Istruzioni
Riproduci fedelmente il passo dell'articolo sullo sceneggiato dedicato all'Agro Pontino da "C’è uno sceneggiato, Questa" fino a "una boiata pazzesca." compreso.

Testo estratto

##########

Parvapolis >> Cultura
Latina. La polemica. Antonio Pennacchi su Limes: «Lo sceneggiato sull'Agro è stata una bufala? Evidentemente una Mostra ha fatto scuola...»
C’è uno sceneggiato, Questa è la mia terra, che è andato da poco in onda su Canale 5. Sei puntate reclamizzatissime. Doveva essere – almeno così ci avevano detto – un grande affresco epico-storico sulla bonifica delle Paludi Pontine, coi coloni che venivano dal Nord, gli scontri e le contraddizioni con le popolazioni locali, la questione degli espropri e divisione delle terre eccetera eccetera. Uno si aspettava magari, visti i tempi e dopo cinque anni di governo, un taglio leggermente apologetico; però questi i soldi ce li avevano – e all’americana: produzione, postproduzione, Canale 5 – e quindi uno si aspettava un buon prodotto. Invece è solo leghista, non è fascio – anzi, al fascio gli dà pure un po’ giù, lo fa maneggione, corrotto – però è una boiata pazzesca.
Nel romanzo storico difatti il plot – ovverosia la storiella con l'intreccio dei fatti e dei personaggi – non è che un pretesto per raccontare il contesto. È lui – lo spirito del tempo – quello che conta: il modo di sentire gli ambienti, i luoghi, le cose, gli avvenimenti e le emozioni specifiche di quel periodo. La storiella con l’intreccio – amori, disamori, delitti, tradimenti, furti, rabbie – dev'essere anch’essa finalizzata a rappresentare il tutto. Ora però si dà il caso che il luogo principe in cui ruoti e si svolga l’azione di questo sceneggiato sia un certo podere Onc n. 131 di colore giallo e con la scala esterna. In realtà quasi tutti i poderi costruiti dall’Onc in Agro Pontino – e fra questi sicuramente il podere 131 “vero”, che stava alle porte di Latina-Littoria, sulla strada Torrenuova, tra il Piccarello e Santa Fecitola – erano celesti, altro che gialli. E nessuno aveva la scala esterna. Dice: "Vabbe', ma sono fesserie". No, non sono fesserie: tu hai falsato d’abord il colore e le forme dell'Agro Pontino. È la prima volta – e con un sacco di soldi – che si fa in Italia un film sulla bonifica e colonizzazione delle paludi e tu che fai? Sbagli i colori e le forme? Complimenti. Dice: “Ma sai, forse hanno avuto difficoltà di documentazione”. Ahò, e mica stavano a fa’ un film su Assurbanipal. È stato solo sessant’anni fa.

##########

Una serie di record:
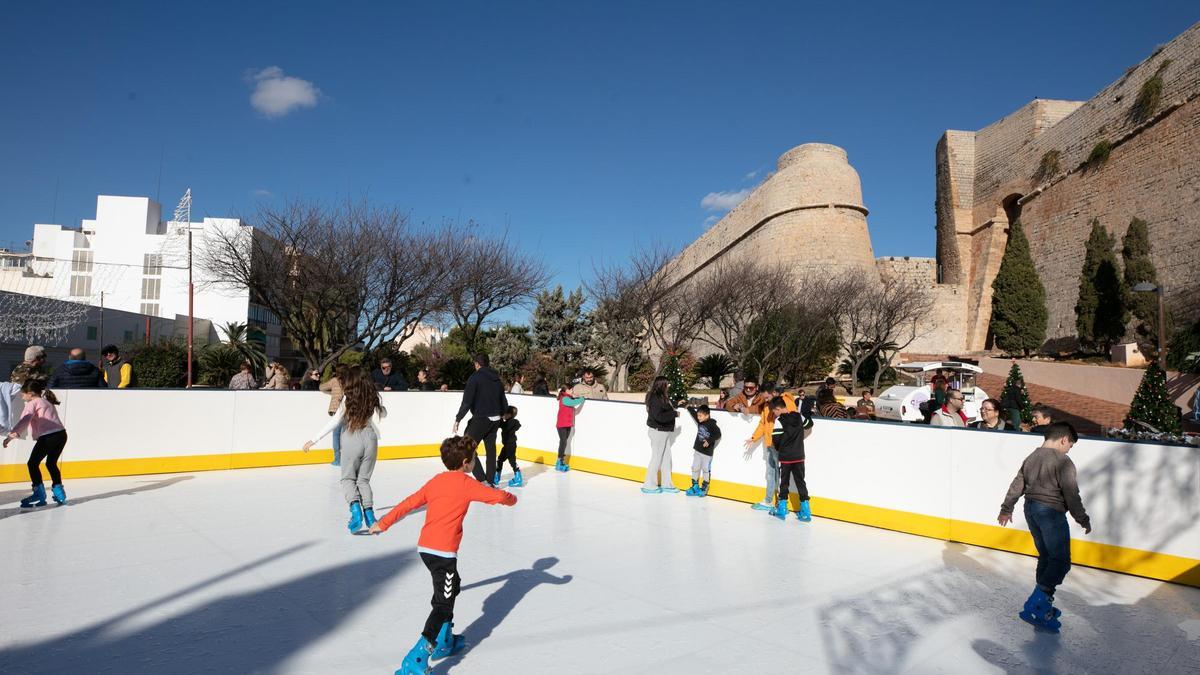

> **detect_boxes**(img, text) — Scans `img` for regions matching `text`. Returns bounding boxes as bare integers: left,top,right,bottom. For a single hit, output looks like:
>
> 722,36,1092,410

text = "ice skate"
396,635,433,675
346,502,362,534
20,485,46,508
432,621,467,658
796,500,812,522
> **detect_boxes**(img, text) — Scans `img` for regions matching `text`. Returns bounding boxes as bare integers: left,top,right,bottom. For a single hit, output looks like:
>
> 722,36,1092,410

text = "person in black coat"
49,347,107,389
454,353,509,488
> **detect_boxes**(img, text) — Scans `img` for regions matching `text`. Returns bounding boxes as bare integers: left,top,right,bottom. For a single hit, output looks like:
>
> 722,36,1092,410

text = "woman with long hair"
642,375,679,495
4,378,67,508
304,366,388,533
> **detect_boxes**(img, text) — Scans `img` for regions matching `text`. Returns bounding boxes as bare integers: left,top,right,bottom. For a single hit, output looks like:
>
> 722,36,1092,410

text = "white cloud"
700,187,751,211
247,66,320,118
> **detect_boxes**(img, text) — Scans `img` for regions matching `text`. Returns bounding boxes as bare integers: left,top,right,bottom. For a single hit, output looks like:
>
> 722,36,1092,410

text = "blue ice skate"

##########

Compito svolto
C’è uno sceneggiato, Questa è la mia terra, che è andato da poco in onda su Canale 5. Sei puntate reclamizzatissime. Doveva essere – almeno così ci avevano detto – un grande affresco epico-storico sulla bonifica delle Paludi Pontine, coi coloni che venivano dal Nord, gli scontri e le contraddizioni con le popolazioni locali, la questione degli espropri e divisione delle terre eccetera eccetera. Uno si aspettava magari, visti i tempi e dopo cinque anni di governo, un taglio leggermente apologetico; però questi i soldi ce li avevano – e all’americana: produzione, postproduzione, Canale 5 – e quindi uno si aspettava un buon prodotto. Invece è solo leghista, non è fascio – anzi, al fascio gli dà pure un po’ giù, lo fa maneggione, corrotto – però è una boiata pazzesca.